#### [WHAT IS REQUIRED]
From the data below, copy exactly the lines that lie between the one holding "Query: metal railing" and the one holding "written like (123,318).", including both, and nothing more.

Records from a collection
────────────────
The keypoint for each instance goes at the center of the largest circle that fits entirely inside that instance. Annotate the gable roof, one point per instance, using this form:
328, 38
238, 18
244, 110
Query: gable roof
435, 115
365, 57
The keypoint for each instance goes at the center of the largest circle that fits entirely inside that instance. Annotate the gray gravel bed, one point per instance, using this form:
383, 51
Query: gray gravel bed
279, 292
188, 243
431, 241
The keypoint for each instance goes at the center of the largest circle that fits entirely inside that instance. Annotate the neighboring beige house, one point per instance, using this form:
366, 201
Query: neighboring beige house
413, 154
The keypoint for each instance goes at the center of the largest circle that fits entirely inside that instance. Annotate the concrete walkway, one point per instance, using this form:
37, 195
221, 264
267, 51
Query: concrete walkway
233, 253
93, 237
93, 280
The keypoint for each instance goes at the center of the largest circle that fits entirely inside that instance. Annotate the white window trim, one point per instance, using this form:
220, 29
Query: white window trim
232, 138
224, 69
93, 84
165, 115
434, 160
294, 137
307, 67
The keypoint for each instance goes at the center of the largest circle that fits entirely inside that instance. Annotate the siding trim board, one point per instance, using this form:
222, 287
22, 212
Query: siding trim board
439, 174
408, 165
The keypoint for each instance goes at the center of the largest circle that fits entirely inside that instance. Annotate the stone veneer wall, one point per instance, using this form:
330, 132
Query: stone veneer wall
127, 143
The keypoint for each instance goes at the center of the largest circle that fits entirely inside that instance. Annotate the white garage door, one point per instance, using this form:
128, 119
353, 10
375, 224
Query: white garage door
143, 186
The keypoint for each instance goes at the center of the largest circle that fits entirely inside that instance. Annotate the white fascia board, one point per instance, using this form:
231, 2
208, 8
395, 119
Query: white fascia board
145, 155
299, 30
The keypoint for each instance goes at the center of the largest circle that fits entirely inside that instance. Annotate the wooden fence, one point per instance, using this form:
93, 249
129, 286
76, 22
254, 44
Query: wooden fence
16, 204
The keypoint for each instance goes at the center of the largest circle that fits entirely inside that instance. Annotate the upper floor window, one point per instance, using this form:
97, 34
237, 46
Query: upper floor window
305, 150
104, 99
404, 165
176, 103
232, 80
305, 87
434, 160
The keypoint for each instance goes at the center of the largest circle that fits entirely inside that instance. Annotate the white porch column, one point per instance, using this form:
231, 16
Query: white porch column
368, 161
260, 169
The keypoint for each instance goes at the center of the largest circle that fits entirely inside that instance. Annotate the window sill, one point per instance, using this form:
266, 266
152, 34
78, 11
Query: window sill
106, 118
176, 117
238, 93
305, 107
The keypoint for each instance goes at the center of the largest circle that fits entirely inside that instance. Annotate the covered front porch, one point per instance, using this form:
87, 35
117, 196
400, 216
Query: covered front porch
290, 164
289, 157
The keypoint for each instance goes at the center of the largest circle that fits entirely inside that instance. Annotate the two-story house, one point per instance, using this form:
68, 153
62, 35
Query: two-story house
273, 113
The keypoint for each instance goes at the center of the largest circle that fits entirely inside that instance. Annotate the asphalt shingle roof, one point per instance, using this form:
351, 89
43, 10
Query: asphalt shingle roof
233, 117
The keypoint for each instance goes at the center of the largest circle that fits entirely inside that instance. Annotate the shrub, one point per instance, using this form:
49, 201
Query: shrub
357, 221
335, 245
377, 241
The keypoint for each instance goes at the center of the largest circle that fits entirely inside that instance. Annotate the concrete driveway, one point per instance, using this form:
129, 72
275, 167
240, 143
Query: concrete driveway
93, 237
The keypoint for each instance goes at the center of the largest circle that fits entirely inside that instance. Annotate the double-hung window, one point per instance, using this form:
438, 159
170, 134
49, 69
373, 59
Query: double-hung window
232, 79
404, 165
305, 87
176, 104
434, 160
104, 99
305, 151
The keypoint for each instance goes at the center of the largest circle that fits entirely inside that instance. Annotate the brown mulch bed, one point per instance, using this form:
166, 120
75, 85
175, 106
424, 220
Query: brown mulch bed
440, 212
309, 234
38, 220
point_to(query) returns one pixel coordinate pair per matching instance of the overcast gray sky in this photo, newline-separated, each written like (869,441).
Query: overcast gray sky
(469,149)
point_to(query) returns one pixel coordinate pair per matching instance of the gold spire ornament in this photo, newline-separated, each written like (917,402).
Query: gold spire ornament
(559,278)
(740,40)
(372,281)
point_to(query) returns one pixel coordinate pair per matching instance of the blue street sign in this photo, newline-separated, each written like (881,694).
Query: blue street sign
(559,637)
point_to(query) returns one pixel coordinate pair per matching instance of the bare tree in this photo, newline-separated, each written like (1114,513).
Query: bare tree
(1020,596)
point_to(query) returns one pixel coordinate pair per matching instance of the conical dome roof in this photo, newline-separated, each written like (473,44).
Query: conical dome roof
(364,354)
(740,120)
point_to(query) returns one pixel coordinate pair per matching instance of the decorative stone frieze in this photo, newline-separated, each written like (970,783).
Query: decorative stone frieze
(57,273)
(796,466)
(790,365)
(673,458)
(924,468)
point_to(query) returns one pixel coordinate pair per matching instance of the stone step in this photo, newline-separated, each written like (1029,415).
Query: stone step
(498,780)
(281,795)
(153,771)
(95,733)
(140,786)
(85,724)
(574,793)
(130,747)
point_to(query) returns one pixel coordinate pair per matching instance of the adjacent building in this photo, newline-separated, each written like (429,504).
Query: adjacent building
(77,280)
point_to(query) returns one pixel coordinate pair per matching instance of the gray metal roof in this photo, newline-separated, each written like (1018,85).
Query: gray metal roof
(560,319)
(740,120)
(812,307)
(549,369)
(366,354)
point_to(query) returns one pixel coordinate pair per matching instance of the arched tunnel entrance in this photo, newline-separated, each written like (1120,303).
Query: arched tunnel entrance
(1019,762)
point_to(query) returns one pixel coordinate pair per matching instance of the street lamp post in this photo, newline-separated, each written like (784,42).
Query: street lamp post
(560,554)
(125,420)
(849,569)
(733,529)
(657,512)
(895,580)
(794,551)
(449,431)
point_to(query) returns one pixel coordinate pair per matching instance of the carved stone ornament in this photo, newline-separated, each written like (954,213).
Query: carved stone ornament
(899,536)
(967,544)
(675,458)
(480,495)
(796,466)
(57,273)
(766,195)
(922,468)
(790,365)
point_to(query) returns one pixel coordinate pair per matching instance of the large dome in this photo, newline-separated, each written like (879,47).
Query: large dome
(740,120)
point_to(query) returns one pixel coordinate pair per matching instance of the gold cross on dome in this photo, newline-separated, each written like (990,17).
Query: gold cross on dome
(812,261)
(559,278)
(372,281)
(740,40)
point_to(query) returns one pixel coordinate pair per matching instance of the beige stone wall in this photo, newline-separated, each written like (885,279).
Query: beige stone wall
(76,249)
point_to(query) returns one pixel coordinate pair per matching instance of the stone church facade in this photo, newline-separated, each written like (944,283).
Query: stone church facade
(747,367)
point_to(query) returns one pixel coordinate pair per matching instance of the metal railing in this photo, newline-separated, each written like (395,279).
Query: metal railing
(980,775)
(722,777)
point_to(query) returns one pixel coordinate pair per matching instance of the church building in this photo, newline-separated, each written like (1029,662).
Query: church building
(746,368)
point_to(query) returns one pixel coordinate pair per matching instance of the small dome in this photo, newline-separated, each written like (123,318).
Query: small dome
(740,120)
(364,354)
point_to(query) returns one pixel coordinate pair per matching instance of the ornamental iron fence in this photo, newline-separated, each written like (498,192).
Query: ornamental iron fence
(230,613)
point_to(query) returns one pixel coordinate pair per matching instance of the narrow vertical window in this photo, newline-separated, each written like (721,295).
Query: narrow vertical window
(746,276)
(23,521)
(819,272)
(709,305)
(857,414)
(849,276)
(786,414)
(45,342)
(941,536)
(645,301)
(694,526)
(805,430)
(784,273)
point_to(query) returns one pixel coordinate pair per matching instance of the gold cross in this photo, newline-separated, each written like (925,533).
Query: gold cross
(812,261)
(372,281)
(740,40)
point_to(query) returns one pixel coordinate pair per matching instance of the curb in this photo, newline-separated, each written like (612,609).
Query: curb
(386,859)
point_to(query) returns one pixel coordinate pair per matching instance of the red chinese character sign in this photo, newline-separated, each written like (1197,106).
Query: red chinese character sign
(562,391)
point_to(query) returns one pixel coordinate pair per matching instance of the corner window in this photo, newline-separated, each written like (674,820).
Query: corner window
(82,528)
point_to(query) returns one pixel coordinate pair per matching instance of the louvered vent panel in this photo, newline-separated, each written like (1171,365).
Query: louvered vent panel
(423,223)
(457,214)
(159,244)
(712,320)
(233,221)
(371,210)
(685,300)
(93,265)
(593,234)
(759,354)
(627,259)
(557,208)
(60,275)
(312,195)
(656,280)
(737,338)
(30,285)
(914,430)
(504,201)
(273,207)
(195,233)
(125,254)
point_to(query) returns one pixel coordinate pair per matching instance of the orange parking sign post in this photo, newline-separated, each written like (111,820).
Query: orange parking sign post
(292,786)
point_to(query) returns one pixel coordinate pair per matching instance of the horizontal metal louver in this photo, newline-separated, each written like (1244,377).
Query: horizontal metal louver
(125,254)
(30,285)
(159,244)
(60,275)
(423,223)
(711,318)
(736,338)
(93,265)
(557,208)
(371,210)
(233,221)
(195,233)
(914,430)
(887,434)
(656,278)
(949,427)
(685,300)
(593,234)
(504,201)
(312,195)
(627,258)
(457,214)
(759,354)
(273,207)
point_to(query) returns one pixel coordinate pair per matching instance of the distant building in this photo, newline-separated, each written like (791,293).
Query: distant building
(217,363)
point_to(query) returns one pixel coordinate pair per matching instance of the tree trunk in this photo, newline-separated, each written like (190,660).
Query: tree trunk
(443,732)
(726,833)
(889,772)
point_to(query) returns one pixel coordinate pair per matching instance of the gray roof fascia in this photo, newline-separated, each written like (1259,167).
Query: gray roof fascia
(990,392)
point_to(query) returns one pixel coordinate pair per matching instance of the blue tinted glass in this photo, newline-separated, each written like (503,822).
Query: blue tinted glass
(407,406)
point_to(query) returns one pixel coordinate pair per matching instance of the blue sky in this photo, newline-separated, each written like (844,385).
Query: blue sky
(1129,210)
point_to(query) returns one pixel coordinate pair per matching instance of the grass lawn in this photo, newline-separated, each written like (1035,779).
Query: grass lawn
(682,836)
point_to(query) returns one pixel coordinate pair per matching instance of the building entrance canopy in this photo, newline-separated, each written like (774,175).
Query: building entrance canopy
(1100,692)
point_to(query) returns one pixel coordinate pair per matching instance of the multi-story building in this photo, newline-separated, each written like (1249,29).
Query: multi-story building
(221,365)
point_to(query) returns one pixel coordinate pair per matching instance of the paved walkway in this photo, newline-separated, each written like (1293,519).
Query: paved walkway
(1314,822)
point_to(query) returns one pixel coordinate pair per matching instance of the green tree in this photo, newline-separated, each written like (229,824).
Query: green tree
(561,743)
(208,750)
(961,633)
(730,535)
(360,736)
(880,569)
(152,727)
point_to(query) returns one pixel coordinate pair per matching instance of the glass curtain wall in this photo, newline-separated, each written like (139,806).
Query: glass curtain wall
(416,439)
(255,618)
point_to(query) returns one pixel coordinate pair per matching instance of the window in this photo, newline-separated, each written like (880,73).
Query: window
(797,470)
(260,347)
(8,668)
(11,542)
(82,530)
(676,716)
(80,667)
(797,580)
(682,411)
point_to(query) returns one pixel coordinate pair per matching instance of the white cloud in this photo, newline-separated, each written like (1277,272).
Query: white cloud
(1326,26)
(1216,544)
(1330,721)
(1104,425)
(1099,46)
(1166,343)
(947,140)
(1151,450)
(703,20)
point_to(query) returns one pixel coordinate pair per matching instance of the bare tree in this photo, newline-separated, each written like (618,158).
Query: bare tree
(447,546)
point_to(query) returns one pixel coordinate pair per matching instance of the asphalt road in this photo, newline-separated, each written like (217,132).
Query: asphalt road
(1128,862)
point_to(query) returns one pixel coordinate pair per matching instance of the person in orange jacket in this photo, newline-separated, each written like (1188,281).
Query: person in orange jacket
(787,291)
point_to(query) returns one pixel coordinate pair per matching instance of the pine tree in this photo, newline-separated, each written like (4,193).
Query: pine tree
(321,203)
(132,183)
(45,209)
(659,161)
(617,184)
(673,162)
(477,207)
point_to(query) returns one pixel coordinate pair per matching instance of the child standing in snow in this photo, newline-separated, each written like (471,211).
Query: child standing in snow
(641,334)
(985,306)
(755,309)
────────────────
#### [PROBLEM SOLUTION]
Query: metal railing
(980,775)
(722,777)
point_to(query) returns one pixel coordinate pair per matching instance of the church building in this photo, newline-separated, each written like (1029,662).
Query: church building
(746,368)
point_to(query) returns one pixel coordinate pair per matching instance of the small dome in this photo, newline-separated, each written like (123,318).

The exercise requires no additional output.